"""

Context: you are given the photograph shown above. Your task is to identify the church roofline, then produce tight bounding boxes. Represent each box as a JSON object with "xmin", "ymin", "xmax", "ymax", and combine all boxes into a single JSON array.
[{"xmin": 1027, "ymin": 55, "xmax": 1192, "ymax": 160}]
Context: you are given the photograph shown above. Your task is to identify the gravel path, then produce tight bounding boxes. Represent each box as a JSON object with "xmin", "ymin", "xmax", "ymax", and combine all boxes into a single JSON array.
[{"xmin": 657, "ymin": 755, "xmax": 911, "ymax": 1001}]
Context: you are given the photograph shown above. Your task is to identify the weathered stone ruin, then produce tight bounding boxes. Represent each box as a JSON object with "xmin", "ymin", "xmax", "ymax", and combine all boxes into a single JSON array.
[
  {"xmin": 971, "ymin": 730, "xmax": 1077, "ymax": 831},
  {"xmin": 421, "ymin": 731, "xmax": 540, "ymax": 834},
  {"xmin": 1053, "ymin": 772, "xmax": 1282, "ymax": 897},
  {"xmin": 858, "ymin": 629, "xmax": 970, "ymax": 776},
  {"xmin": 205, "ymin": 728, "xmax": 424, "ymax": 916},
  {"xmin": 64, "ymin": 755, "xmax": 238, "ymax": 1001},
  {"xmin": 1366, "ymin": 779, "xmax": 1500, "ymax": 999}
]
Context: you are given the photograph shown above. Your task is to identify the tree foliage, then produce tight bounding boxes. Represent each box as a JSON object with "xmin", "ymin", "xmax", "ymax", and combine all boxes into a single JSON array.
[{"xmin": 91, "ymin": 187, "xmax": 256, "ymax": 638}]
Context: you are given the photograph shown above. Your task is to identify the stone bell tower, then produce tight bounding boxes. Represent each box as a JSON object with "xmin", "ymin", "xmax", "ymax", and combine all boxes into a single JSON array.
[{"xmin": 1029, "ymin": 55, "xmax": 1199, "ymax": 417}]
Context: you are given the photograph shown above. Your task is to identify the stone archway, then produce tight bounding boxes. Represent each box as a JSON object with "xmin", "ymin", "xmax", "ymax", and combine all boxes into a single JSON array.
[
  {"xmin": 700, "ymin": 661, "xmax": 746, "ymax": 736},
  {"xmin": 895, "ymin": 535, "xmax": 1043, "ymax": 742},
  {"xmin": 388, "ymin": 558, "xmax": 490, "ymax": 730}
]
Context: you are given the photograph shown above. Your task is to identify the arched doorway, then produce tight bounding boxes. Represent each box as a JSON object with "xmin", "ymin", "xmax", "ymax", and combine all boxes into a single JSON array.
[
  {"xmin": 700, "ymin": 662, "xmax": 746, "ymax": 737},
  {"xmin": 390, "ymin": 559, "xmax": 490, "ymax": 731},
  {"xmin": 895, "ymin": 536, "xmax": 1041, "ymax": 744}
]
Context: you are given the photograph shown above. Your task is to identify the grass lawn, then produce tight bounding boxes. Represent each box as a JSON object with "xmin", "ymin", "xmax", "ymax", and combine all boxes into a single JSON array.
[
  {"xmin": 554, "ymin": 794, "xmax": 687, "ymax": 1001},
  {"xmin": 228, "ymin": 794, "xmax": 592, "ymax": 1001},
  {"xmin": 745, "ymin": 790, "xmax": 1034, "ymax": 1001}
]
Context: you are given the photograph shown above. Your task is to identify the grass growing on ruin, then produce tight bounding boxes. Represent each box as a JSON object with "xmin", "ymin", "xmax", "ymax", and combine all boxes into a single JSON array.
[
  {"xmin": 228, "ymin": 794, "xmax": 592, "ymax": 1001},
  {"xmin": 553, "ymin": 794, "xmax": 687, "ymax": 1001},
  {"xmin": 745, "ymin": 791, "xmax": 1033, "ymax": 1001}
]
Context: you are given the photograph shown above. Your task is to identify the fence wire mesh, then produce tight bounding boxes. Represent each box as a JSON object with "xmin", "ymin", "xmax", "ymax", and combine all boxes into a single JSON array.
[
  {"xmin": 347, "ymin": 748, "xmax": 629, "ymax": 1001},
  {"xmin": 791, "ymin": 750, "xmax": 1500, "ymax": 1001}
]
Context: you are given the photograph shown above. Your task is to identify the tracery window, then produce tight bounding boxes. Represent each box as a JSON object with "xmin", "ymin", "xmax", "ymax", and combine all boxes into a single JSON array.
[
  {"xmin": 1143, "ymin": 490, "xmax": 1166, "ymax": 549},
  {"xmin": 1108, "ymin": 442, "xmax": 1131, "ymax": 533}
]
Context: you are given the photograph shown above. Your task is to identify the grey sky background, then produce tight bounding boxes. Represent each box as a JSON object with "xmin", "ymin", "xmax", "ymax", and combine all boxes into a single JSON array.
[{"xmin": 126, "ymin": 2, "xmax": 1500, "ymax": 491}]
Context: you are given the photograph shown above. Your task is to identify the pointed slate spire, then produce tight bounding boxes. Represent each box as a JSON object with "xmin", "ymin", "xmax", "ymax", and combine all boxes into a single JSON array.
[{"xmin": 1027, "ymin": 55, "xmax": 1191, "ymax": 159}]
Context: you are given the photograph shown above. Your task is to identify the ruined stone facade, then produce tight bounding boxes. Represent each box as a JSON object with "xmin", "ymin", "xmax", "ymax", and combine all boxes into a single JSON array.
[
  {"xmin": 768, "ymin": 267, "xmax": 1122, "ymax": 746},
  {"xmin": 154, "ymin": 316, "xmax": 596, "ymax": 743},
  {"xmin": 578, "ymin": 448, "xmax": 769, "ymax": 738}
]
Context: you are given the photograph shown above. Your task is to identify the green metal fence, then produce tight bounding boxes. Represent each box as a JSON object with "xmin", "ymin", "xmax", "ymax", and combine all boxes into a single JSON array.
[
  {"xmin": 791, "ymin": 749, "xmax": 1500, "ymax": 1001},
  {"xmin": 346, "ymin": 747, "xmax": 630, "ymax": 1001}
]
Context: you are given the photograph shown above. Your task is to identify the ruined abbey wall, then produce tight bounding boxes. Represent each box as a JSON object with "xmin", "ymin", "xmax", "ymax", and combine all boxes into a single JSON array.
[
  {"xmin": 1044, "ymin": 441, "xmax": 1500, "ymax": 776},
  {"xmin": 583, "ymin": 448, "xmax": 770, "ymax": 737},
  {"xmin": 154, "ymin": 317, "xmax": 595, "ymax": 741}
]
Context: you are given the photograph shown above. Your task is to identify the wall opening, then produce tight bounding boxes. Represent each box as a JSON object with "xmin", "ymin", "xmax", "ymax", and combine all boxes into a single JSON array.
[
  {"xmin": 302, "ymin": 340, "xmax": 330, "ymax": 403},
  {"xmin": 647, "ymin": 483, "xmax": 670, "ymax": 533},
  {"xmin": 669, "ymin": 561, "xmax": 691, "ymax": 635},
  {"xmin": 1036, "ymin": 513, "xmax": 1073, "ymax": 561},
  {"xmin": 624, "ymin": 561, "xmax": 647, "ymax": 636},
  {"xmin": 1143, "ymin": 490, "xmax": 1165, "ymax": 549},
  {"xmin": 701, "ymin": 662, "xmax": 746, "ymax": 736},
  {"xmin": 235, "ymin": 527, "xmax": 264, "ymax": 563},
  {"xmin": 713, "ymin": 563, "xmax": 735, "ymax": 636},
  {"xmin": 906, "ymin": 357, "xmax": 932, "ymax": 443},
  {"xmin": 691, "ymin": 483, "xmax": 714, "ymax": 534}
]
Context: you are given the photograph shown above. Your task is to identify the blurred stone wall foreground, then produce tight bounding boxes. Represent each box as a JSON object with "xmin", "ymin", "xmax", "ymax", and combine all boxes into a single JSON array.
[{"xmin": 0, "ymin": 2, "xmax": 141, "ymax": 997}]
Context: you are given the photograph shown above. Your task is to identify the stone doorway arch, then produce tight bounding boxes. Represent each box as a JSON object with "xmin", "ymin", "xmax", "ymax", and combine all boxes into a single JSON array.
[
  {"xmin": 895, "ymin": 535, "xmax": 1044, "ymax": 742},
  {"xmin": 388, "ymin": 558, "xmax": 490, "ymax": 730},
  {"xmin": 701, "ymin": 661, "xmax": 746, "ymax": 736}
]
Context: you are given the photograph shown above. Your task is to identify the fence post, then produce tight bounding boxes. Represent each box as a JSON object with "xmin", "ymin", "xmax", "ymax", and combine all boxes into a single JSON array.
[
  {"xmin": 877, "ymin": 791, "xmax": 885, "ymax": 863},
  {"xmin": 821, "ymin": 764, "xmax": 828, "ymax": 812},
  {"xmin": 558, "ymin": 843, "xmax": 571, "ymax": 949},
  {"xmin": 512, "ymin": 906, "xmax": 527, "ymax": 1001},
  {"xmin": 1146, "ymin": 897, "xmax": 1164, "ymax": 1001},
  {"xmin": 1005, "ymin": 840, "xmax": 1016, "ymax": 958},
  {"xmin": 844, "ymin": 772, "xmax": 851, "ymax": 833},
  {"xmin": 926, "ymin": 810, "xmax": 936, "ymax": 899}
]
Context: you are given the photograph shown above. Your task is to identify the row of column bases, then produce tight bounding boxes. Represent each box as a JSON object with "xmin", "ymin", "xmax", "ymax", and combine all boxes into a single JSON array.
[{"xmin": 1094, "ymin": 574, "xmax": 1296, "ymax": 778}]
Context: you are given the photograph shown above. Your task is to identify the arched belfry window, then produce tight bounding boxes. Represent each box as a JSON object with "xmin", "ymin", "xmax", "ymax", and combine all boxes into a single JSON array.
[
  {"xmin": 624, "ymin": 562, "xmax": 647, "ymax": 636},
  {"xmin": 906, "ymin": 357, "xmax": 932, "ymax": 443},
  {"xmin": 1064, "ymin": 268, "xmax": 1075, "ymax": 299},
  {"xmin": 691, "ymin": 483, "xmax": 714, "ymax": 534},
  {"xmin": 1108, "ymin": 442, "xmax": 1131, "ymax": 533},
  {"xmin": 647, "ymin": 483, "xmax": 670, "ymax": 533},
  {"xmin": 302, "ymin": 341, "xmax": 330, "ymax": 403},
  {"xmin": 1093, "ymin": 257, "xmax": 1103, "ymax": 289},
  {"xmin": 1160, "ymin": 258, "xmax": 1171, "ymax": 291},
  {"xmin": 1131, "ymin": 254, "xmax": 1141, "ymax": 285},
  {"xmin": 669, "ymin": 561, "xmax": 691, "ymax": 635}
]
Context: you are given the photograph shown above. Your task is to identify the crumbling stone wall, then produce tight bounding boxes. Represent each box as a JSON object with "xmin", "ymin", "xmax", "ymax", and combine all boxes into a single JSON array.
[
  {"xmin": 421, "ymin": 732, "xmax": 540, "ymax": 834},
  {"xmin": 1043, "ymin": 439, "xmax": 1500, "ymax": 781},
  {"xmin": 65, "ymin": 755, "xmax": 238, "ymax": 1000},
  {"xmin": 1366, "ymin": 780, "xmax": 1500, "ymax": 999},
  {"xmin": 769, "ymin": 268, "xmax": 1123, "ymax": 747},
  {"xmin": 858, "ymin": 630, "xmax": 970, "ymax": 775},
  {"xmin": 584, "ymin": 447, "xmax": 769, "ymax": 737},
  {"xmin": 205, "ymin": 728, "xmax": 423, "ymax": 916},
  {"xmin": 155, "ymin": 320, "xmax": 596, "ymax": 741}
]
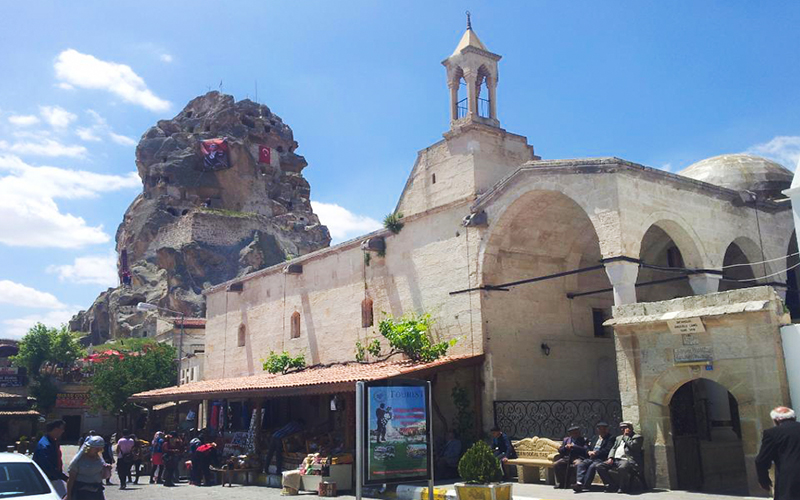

"""

→ Prompt: Output exactly the lines from the line containing "identify the crumbling" through the last line of the records, both included, and leave out every picture.

→ Solution for this exercise:
Context: you are given the photograph shown above. Your task is to identify the crumbling stone wall, then produce tight bounding boxes. Represent each box as a JSON object with "xmin", "ymin", "xmax", "ymax", and combine all boxes into a single JSON array.
[
  {"xmin": 421, "ymin": 732, "xmax": 540, "ymax": 834},
  {"xmin": 1043, "ymin": 439, "xmax": 1500, "ymax": 781},
  {"xmin": 65, "ymin": 755, "xmax": 238, "ymax": 1000},
  {"xmin": 1366, "ymin": 780, "xmax": 1500, "ymax": 999},
  {"xmin": 769, "ymin": 268, "xmax": 1123, "ymax": 747},
  {"xmin": 858, "ymin": 630, "xmax": 970, "ymax": 775},
  {"xmin": 584, "ymin": 447, "xmax": 769, "ymax": 737},
  {"xmin": 205, "ymin": 728, "xmax": 423, "ymax": 916},
  {"xmin": 155, "ymin": 320, "xmax": 596, "ymax": 741}
]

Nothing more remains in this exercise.